Task goal: Give back exactly the stretch of data below from the line holding "like point(277, 54)." through the line holding "The component shall point out each instance of the wrought", both ends included, and leave the remaining lines out.

(Saved entries)
Content starts

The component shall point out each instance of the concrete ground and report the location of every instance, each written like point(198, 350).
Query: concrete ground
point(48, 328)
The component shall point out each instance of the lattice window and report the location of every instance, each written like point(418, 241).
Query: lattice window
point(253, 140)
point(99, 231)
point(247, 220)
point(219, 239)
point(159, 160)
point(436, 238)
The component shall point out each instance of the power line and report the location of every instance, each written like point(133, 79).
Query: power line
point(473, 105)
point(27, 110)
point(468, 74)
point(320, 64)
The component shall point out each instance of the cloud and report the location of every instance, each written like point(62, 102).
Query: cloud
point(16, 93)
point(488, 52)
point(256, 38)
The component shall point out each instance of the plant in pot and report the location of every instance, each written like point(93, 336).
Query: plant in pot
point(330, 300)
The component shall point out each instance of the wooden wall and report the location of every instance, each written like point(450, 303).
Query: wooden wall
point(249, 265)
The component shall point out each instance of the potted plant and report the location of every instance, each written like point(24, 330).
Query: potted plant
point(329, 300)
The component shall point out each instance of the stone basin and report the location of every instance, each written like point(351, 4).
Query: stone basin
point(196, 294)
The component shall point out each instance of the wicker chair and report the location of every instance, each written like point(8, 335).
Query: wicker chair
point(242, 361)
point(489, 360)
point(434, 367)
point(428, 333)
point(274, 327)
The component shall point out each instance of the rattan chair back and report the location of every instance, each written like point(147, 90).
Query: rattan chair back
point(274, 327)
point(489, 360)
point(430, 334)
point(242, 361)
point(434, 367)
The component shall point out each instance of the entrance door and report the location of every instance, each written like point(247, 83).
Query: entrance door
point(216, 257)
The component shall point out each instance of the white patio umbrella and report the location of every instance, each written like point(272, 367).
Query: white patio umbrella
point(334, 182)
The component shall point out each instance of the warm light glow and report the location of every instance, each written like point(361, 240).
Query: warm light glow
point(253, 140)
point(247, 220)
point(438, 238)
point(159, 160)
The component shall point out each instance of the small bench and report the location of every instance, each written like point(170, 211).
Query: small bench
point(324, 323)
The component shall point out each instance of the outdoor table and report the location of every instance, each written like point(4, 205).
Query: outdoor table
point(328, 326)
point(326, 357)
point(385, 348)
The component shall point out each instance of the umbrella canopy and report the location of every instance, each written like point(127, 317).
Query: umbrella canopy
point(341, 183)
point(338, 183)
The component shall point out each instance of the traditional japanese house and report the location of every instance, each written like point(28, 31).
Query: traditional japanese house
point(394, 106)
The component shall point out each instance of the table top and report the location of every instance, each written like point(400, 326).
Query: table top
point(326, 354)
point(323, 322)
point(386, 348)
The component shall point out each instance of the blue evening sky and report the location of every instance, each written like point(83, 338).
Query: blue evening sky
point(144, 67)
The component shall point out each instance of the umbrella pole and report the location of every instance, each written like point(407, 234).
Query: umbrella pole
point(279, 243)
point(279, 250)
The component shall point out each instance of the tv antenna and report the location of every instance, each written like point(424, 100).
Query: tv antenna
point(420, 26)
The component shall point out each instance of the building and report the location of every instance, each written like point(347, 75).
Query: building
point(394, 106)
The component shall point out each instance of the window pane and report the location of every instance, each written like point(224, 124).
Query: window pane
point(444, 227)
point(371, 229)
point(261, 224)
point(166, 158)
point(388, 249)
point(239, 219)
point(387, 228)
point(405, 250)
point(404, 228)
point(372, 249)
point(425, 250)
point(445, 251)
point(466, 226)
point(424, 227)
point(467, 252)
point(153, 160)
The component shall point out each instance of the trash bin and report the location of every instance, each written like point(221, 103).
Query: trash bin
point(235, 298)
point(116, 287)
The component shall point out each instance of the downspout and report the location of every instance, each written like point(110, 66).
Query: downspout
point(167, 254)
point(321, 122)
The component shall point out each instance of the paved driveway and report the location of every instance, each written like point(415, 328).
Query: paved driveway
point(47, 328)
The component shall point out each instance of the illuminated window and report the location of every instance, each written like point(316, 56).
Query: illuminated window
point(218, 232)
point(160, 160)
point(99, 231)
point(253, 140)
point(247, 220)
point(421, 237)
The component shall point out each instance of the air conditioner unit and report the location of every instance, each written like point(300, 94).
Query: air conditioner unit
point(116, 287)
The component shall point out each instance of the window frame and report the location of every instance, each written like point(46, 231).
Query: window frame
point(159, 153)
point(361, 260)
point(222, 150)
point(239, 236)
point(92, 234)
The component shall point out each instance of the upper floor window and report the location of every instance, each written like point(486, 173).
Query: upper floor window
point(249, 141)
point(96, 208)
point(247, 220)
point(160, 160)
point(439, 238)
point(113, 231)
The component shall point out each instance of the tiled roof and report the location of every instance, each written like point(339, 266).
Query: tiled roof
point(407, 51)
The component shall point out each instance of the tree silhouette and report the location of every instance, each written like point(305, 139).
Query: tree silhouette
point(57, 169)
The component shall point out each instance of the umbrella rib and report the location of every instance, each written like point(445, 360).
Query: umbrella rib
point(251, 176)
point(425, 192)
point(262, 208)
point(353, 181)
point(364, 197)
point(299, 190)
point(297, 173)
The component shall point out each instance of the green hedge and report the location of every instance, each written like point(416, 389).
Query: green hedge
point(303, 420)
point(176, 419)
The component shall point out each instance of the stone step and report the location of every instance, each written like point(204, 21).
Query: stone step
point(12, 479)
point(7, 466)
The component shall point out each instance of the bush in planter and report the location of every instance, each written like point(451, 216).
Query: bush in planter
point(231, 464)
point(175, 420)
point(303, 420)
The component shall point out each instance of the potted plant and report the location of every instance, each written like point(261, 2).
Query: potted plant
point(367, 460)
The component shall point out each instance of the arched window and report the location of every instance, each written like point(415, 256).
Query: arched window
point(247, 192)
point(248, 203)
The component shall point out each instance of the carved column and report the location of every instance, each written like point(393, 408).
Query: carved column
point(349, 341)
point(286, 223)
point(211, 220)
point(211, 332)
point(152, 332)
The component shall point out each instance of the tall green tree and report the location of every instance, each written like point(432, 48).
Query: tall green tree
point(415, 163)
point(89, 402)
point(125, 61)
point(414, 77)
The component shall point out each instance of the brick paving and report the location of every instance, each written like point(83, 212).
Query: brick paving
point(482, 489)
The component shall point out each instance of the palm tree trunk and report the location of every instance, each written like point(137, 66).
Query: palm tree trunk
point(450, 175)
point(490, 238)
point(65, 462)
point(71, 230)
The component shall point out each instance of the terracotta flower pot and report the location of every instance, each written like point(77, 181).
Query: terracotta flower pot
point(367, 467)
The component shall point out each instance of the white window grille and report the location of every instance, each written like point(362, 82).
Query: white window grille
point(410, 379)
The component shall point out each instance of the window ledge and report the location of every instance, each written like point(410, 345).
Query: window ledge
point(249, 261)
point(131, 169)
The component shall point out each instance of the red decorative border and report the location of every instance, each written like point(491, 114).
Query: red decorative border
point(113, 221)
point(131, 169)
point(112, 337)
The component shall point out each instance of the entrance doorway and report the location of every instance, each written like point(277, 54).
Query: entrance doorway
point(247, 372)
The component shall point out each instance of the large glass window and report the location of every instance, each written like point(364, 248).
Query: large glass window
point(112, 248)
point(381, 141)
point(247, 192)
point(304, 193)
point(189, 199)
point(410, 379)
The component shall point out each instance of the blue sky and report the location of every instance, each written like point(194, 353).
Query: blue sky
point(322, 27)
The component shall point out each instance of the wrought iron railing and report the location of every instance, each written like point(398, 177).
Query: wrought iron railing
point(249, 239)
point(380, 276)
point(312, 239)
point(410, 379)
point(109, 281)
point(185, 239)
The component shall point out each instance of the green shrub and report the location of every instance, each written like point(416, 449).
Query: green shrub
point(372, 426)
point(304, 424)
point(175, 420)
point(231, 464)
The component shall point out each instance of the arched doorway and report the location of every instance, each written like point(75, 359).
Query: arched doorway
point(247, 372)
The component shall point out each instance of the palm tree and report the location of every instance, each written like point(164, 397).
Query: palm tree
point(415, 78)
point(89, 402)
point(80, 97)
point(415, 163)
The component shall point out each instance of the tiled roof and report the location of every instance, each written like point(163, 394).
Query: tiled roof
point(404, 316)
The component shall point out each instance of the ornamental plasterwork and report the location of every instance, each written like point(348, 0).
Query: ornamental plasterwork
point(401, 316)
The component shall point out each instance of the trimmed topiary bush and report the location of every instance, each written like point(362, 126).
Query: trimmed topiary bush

Content ends

Expected answer:
The component shall point out each instance of the entrance doorway and report the location of every instance, each written like point(277, 54).
Query: entrance doorway
point(247, 372)
The component shall point out each instance of the large glass window and report the location of every instance, each written like point(364, 248).
Query: large glass window
point(112, 248)
point(381, 141)
point(247, 192)
point(304, 193)
point(189, 199)
point(410, 379)
The component shall point out each instance of the blue sky and report the location of every instance, each written like point(194, 353).
Query: blue sky
point(322, 27)
The component shall point out each instance of the wrought iron railing and report the location of every instance, each written like point(398, 177).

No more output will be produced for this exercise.